**Goal**
Exactly as they appear, output all of the entries.

**Listed entries**
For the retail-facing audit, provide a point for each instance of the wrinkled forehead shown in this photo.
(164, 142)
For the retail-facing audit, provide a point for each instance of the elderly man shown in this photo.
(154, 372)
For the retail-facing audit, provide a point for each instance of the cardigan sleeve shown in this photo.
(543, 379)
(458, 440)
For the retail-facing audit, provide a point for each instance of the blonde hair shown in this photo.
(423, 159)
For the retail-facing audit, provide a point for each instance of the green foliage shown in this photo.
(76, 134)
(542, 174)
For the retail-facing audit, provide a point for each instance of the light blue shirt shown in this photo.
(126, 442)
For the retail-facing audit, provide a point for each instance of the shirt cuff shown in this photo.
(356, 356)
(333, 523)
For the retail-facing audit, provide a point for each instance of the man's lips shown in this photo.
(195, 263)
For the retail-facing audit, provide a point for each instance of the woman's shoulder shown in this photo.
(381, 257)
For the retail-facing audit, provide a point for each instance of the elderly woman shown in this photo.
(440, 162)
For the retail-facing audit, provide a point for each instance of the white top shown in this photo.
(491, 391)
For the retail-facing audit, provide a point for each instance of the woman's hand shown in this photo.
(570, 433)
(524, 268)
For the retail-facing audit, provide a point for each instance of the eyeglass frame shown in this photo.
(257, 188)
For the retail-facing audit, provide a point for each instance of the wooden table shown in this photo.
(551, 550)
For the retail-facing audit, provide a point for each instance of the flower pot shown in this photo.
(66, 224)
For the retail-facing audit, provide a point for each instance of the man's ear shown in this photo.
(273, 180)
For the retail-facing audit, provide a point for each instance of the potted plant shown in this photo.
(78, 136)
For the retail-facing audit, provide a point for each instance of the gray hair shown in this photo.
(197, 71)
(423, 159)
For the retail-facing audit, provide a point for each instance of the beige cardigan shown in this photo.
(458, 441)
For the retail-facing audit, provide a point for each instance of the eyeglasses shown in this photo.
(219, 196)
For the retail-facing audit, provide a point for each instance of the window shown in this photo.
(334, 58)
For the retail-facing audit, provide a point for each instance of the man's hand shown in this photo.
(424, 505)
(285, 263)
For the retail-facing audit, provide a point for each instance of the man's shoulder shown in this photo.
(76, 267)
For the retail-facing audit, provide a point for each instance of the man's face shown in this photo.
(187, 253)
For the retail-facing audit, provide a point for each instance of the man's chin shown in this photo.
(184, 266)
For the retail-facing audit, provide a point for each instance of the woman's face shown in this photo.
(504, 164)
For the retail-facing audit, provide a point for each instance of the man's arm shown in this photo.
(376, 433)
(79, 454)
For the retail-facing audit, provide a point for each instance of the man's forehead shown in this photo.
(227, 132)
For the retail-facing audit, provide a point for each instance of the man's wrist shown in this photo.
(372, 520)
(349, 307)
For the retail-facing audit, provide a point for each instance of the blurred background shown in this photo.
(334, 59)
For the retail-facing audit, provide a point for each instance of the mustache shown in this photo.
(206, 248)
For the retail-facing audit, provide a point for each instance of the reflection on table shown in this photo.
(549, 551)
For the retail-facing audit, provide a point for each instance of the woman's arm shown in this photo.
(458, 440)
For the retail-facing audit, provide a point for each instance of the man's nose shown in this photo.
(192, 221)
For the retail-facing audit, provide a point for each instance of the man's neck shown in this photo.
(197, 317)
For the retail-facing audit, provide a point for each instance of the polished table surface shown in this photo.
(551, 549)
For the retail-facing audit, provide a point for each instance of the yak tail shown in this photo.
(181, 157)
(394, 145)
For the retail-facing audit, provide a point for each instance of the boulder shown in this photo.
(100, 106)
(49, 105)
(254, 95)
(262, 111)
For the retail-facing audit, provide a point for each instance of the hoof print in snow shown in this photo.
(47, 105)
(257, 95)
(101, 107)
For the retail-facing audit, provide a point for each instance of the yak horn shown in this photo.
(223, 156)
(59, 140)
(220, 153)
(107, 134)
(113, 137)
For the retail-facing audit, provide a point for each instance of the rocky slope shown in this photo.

**Exercise response**
For the retail-facing audit, provide a point for each instance of the wrinkled forehead shown in this photo.
(164, 142)
For the retail-facing audit, provide a point for each instance of the elderly man shown in this photo.
(154, 372)
For the retail-facing audit, provide a point for each instance of the cardigan sleeve shown in this photo.
(543, 379)
(458, 440)
For the retail-facing audit, provide a point for each instance of the blonde hair shown in this photo.
(423, 159)
For the retail-facing audit, provide a point for each instance of the green foliage shown in this photo.
(76, 134)
(542, 174)
For the retail-facing audit, provide a point for each instance of the light blue shirt shown in this photo.
(126, 442)
For the retail-facing audit, provide a point for each instance of the shirt cuff shown in this photo.
(356, 356)
(333, 523)
For the retail-facing audit, provide a point for each instance of the man's lips shown in this photo.
(195, 263)
For the retail-facing audit, provide a point for each instance of the woman's shoulder shown in this photo.
(381, 257)
For the retail-facing audit, provide a point for each instance of the elderly woman shown in this photo.
(440, 162)
For the retail-facing audit, provide a point for each instance of the white top shown in this photo.
(491, 391)
For the retail-facing audit, provide a point for each instance of the woman's hand shown in this photo.
(570, 433)
(524, 268)
For the retail-facing audit, provide a point for each instance of the eyeglass frame shown in this photo.
(257, 188)
For the retail-facing audit, provide a point for each instance of the wooden table shown in this photo.
(551, 550)
For the retail-facing audit, provide a point for each instance of the flower pot shown in this photo.
(66, 224)
For the retail-facing audit, provide a point for each instance of the man's ear shown in this photo.
(273, 180)
For the retail-facing audit, provide a point for each instance of the potted plant shown in this photo.
(78, 136)
For the retail-facing audit, provide a point for each instance of the gray hair shown in this photo.
(197, 71)
(423, 159)
For the retail-facing audit, provide a point for each instance of the beige cardigan shown in this photo.
(458, 441)
For the retail-facing audit, provide a point for each instance of the eyeglasses shown in this photo.
(219, 196)
For the retail-facing audit, provide a point for each instance of the window shown in this photo.
(334, 58)
For the retail-facing audit, provide a point for each instance of the man's hand shown in this photo.
(424, 505)
(285, 263)
For the retail-facing audit, provide a point for each instance of the man's shoulder shown in this photo.
(76, 267)
For the retail-facing audit, provide a point for each instance of the man's face shown in this photo.
(187, 253)
For the retail-facing audit, provide a point for each instance of the man's chin shown in this photo.
(184, 266)
For the retail-facing audit, provide a point for each instance of the woman's face shown in this photo.
(504, 164)
For the retail-facing audit, provide a point for each instance of the man's arm shown in this photo.
(376, 433)
(79, 454)
For the retail-facing audit, provide a point for each instance of the man's forehead shown in this photo.
(227, 132)
For the retail-facing audit, provide a point for each instance of the man's wrist shown in this photo.
(372, 520)
(349, 307)
For the retail-facing audit, provide a point for each instance of the blurred background shown in this photo.
(334, 59)
For the retail-facing audit, provide a point for each instance of the mustache shown in this photo.
(206, 248)
For the retail-facing audit, provide a point for each instance of the reflection on table shown in this photo.
(549, 551)
For the retail-facing audit, provide a point for each instance of the woman's arm shown in this photo.
(458, 440)
For the retail-facing audit, provide a point for each instance of the man's nose shown in this photo.
(192, 221)
For the retail-facing audit, provide a point for each instance of the man's neck shown in this photo.
(197, 317)
For the retail-facing audit, provide a point for each instance of the polished table surface shown in this photo.
(551, 549)
For the retail-facing audit, provide a point for each instance of the yak tail shown in this photo.
(181, 157)
(394, 145)
For the retail-facing audit, provide a point for each instance of the boulder shown in this photo.
(100, 106)
(49, 105)
(254, 95)
(262, 111)
For the retail-facing audit, provide a point for each instance of the hoof print in snow shown in this photo.
(47, 105)
(257, 95)
(101, 107)
For the retail-facing audit, provide a point for each instance of the yak horn shown in this photo.
(223, 156)
(59, 140)
(220, 153)
(107, 134)
(113, 137)
For the retail-facing audit, provide a point for each instance of the rocky slope shown in this photo.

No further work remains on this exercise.